• What needs to be done
Reproduce the closing part of the entries exactly: the line with "Reviewer check: each instance of the dry" and all lines after it, ending with the last line, and nothing else.

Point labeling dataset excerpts

__________________________________________________

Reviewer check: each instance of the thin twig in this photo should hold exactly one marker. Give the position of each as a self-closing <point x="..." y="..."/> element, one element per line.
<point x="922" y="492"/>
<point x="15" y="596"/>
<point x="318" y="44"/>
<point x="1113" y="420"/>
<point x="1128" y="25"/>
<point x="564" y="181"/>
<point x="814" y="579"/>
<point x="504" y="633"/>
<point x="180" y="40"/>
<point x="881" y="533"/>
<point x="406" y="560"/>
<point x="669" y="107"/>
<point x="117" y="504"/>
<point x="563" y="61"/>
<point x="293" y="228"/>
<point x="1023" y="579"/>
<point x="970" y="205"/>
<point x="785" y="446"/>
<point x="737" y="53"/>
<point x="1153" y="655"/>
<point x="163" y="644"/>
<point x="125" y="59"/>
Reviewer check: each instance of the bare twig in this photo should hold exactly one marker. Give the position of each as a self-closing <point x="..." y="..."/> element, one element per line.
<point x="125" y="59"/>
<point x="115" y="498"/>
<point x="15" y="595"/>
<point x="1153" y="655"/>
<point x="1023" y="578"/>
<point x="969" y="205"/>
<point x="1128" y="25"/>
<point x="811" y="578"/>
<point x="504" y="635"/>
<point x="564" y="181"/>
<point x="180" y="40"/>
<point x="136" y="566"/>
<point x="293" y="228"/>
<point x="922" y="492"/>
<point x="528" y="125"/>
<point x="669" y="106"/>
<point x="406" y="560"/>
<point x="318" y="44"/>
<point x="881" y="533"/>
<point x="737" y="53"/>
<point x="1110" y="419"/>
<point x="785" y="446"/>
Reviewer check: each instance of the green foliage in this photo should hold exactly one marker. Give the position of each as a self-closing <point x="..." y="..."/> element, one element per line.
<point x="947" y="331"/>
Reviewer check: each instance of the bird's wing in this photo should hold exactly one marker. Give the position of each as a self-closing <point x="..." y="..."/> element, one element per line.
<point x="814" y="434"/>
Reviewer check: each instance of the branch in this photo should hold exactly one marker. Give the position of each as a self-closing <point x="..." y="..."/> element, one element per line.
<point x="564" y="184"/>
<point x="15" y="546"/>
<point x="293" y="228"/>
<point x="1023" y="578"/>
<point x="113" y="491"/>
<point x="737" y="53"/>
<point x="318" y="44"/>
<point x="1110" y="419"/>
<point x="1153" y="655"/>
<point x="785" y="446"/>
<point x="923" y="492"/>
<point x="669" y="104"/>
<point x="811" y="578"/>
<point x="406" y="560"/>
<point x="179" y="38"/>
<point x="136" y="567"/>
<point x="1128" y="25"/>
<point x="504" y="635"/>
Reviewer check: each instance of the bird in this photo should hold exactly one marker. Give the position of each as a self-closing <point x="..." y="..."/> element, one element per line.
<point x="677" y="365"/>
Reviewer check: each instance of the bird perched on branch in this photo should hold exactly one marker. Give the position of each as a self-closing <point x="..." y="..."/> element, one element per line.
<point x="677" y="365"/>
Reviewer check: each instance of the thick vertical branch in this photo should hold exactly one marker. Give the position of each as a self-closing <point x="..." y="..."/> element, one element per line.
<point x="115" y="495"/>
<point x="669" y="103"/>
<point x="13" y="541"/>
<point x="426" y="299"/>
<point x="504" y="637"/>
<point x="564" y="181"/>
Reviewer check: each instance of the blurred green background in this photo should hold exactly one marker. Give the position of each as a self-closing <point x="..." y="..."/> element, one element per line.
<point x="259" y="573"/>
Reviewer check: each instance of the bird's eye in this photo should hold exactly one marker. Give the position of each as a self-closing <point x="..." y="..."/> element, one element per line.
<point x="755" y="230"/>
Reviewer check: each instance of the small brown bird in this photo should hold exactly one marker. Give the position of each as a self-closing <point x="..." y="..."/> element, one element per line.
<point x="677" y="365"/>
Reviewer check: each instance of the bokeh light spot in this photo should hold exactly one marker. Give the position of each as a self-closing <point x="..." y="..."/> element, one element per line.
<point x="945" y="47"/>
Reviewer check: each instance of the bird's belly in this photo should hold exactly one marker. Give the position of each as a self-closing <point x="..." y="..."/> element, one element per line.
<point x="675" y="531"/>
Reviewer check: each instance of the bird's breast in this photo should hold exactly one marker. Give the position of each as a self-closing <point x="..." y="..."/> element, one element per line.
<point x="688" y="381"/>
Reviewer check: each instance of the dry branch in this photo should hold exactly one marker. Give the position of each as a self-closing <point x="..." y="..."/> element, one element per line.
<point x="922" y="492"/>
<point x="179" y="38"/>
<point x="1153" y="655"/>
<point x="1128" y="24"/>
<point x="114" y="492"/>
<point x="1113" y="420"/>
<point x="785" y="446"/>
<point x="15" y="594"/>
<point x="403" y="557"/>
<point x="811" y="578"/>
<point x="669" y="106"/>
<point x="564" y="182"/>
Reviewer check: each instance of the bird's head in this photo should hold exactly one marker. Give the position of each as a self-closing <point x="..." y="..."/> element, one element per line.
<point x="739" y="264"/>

__________________________________________________

• Task answer
Reviewer check: each instance of the dry branch in this photo should hold exactly one marker. Give the position of each as a self-closing <point x="..." y="..."/> element, one element per line.
<point x="922" y="492"/>
<point x="179" y="38"/>
<point x="1153" y="655"/>
<point x="1128" y="24"/>
<point x="114" y="492"/>
<point x="1113" y="420"/>
<point x="785" y="446"/>
<point x="15" y="594"/>
<point x="403" y="557"/>
<point x="811" y="578"/>
<point x="669" y="106"/>
<point x="564" y="182"/>
Reviewer check: each instance of the bird's head in this photo should hold exactly one marker. Give the position of each as a self-closing <point x="..." y="..."/> element, one element per line.
<point x="739" y="264"/>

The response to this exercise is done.